[Dataset rows]
_ _ _ _
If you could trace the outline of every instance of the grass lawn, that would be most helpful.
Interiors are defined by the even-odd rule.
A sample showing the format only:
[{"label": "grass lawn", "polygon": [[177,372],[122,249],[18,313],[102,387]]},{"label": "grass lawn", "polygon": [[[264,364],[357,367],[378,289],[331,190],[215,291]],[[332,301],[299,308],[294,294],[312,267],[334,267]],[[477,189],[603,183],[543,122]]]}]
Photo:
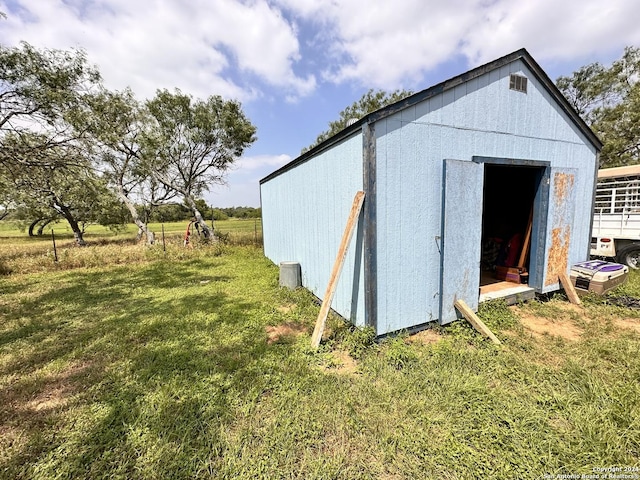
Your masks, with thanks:
[{"label": "grass lawn", "polygon": [[191,249],[165,228],[166,251],[61,236],[56,263],[0,227],[0,478],[640,477],[640,310],[485,304],[501,346],[332,317],[311,352],[319,306],[278,287],[259,224]]}]

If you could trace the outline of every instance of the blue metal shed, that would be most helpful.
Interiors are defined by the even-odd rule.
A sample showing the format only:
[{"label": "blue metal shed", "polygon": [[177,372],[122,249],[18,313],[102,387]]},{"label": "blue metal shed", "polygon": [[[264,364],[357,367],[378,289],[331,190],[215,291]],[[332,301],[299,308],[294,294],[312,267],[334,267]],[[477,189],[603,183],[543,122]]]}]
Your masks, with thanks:
[{"label": "blue metal shed", "polygon": [[[333,309],[378,335],[477,309],[482,245],[532,215],[528,287],[586,260],[602,144],[518,50],[380,109],[260,181],[264,251],[322,297],[366,193]],[[526,287],[526,285],[525,285]]]}]

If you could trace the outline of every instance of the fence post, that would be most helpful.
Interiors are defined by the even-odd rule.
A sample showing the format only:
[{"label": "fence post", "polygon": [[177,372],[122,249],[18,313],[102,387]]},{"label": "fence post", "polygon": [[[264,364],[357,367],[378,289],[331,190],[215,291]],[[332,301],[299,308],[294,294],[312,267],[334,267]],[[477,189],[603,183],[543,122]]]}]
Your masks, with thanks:
[{"label": "fence post", "polygon": [[56,249],[56,236],[53,233],[53,228],[51,229],[51,240],[53,241],[53,261],[58,261],[58,250]]}]

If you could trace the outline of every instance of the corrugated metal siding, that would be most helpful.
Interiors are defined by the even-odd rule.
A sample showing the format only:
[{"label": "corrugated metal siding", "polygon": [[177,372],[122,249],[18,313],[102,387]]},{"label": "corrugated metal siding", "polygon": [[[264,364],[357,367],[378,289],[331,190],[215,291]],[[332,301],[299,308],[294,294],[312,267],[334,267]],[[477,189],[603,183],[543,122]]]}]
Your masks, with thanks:
[{"label": "corrugated metal siding", "polygon": [[[261,185],[265,255],[276,265],[300,262],[303,285],[319,298],[362,183],[358,134]],[[365,318],[362,228],[360,220],[332,302],[335,311],[356,325],[364,325]]]},{"label": "corrugated metal siding", "polygon": [[[509,89],[510,73],[529,79],[527,94]],[[438,317],[445,158],[519,158],[577,169],[569,261],[585,259],[596,151],[522,62],[380,120],[376,136],[378,334]]]}]

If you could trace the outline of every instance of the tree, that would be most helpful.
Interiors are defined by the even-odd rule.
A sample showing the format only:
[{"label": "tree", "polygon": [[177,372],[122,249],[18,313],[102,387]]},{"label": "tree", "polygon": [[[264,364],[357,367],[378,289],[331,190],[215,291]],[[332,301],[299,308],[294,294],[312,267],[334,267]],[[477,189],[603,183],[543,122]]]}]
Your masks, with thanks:
[{"label": "tree", "polygon": [[226,182],[227,170],[256,140],[256,128],[240,103],[220,96],[194,100],[179,90],[158,90],[147,108],[155,124],[146,132],[143,156],[154,178],[182,196],[210,239],[213,231],[196,198]]},{"label": "tree", "polygon": [[609,68],[586,65],[556,84],[603,141],[600,167],[640,163],[639,48],[625,48]]},{"label": "tree", "polygon": [[[30,137],[33,137],[34,144],[41,141],[36,134]],[[23,135],[16,141],[26,142],[27,137]],[[0,173],[12,183],[13,202],[21,207],[23,216],[30,216],[33,220],[30,232],[37,223],[50,222],[58,216],[67,221],[76,243],[85,245],[84,232],[89,223],[107,226],[123,223],[117,200],[108,190],[104,178],[89,168],[87,160],[70,159],[69,150],[63,146],[47,152],[50,157],[55,155],[65,159],[52,158],[46,165],[29,168],[0,166]]]},{"label": "tree", "polygon": [[[47,150],[77,140],[66,118],[100,82],[82,50],[0,45],[0,163],[20,167],[67,160]],[[38,133],[38,143],[30,133]],[[4,141],[12,134],[10,145]],[[16,141],[26,136],[25,142]]]},{"label": "tree", "polygon": [[155,242],[148,226],[153,209],[174,198],[176,192],[157,182],[141,151],[143,132],[152,122],[131,90],[111,92],[101,89],[92,95],[88,108],[78,113],[74,124],[86,129],[87,148],[95,151],[96,168],[105,174],[109,186],[126,206],[138,227],[138,239]]},{"label": "tree", "polygon": [[329,137],[332,137],[339,131],[346,128],[350,120],[359,120],[369,113],[375,112],[376,110],[386,107],[387,105],[398,102],[412,94],[413,92],[410,90],[395,90],[391,93],[387,93],[384,90],[369,90],[360,98],[360,100],[355,101],[347,108],[342,110],[338,114],[337,120],[329,122],[329,129],[318,135],[316,141],[309,145],[307,148],[304,148],[302,150],[302,153],[311,150],[316,145],[321,144]]}]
_ _ _ _
Set problem: Give back each entry exactly as it appears, with no pictures.

Answer to the task:
If you could trace the outline of every instance of the grass lawn, that would be most helpful.
Interiors are defined by the even-odd rule.
A sample showing the format only:
[{"label": "grass lawn", "polygon": [[177,372],[122,249],[18,313],[102,387]]},{"label": "grass lawn", "polygon": [[[264,364],[357,367],[378,289],[331,190],[215,291]],[[332,301],[299,308],[294,294],[312,267],[334,267]],[[477,189],[603,183],[543,122]]]}]
Photo:
Your masks, with thanks:
[{"label": "grass lawn", "polygon": [[191,249],[165,228],[166,251],[61,236],[56,263],[0,227],[0,478],[640,477],[640,310],[485,304],[501,346],[332,317],[311,352],[319,306],[278,287],[259,224]]}]

If you could trace the outline of every instance of the blue metal shed, that would be most helpful.
Interiors are defined by the even-odd rule.
A sample showing the format only:
[{"label": "blue metal shed", "polygon": [[177,372],[122,249],[18,313],[102,387]]},{"label": "blue metal shed", "polygon": [[[264,364],[357,367],[378,289],[331,190],[215,291]],[[332,301],[299,308],[294,294],[312,267],[334,267]],[[477,189],[603,183],[543,122]]]}]
Your masks, with thanks:
[{"label": "blue metal shed", "polygon": [[[333,309],[378,335],[477,309],[482,245],[532,215],[528,287],[586,260],[602,144],[518,50],[380,109],[260,181],[264,251],[322,297],[366,193]],[[526,287],[526,285],[525,285]]]}]

If you could trace the outline of every instance of the fence post, that would be most helpful.
Interiors are defined by the even-odd rule.
A sample showing the format only:
[{"label": "fence post", "polygon": [[177,372],[122,249],[18,313],[102,387]]},{"label": "fence post", "polygon": [[[264,364],[357,367],[378,289],[331,190],[215,291]],[[332,301],[299,308],[294,294],[312,267],[334,267]],[[477,189],[603,183],[543,122]]]}]
Your masks, with thanks:
[{"label": "fence post", "polygon": [[56,249],[56,236],[53,233],[53,228],[51,229],[51,240],[53,241],[53,261],[58,261],[58,250]]}]

If you could trace the outline of every instance of the corrugated metal siding, that would be most helpful.
Interiors are defined by the even-odd rule.
A sample showing the format only:
[{"label": "corrugated metal siding", "polygon": [[177,372],[122,249],[18,313],[102,387]]},{"label": "corrugated metal siding", "polygon": [[[264,364],[357,367],[378,289],[331,190],[215,291]],[[332,301],[299,308],[294,294],[312,267],[334,267]],[[477,189],[603,183],[543,122]]]}]
Your masks, with thanks:
[{"label": "corrugated metal siding", "polygon": [[[261,185],[265,255],[276,265],[300,262],[303,285],[319,298],[362,183],[358,134]],[[365,318],[362,228],[360,220],[332,302],[335,311],[356,325],[364,325]]]},{"label": "corrugated metal siding", "polygon": [[[509,89],[510,73],[529,79],[527,94]],[[438,317],[445,158],[519,158],[577,169],[569,261],[585,259],[596,151],[522,62],[380,120],[376,136],[378,334]]]}]

If you could trace the outline of every instance of the tree, that would be most helpful.
Interiors are defined by the even-odd rule.
A sample showing the format only:
[{"label": "tree", "polygon": [[177,372],[122,249],[18,313],[102,387]]},{"label": "tree", "polygon": [[[264,364],[357,367],[378,289],[331,190],[215,291]],[[332,301],[299,308],[294,294],[312,267],[334,267]],[[477,189],[603,183],[543,122]]]}]
Your masks, with thanks:
[{"label": "tree", "polygon": [[226,182],[227,170],[256,140],[256,128],[240,103],[220,96],[194,100],[179,90],[158,90],[147,108],[155,124],[146,132],[143,156],[154,178],[182,196],[210,239],[213,231],[196,198]]},{"label": "tree", "polygon": [[609,68],[586,65],[556,84],[603,141],[600,167],[640,163],[639,48],[625,48]]},{"label": "tree", "polygon": [[[30,137],[33,137],[34,144],[41,141],[36,134]],[[23,135],[16,141],[26,142],[27,137]],[[0,173],[12,183],[13,202],[21,207],[23,216],[30,216],[33,220],[30,232],[37,223],[50,222],[58,216],[67,221],[76,243],[85,245],[84,232],[89,223],[107,226],[123,223],[117,200],[108,190],[104,178],[89,168],[87,160],[70,159],[69,150],[63,146],[47,152],[50,157],[55,155],[65,159],[52,158],[46,165],[29,168],[0,166]]]},{"label": "tree", "polygon": [[[47,150],[77,140],[66,118],[100,82],[82,50],[0,45],[0,163],[20,167],[67,160]],[[38,133],[38,143],[30,133]],[[4,141],[12,134],[10,145]],[[16,141],[26,136],[25,142]]]},{"label": "tree", "polygon": [[155,242],[148,226],[153,209],[174,198],[176,192],[157,182],[141,151],[143,132],[152,122],[131,90],[111,92],[101,89],[92,95],[88,108],[78,113],[74,124],[86,129],[87,148],[95,151],[96,168],[105,174],[109,186],[126,206],[138,227],[138,239]]},{"label": "tree", "polygon": [[329,137],[332,137],[339,131],[346,128],[350,120],[359,120],[369,113],[375,112],[376,110],[386,107],[387,105],[398,102],[412,94],[413,92],[410,90],[395,90],[391,93],[387,93],[384,90],[369,90],[360,98],[360,100],[355,101],[347,108],[342,110],[338,114],[337,120],[329,122],[329,129],[318,135],[316,141],[309,145],[307,148],[304,148],[302,150],[302,153],[311,150],[316,145],[321,144]]}]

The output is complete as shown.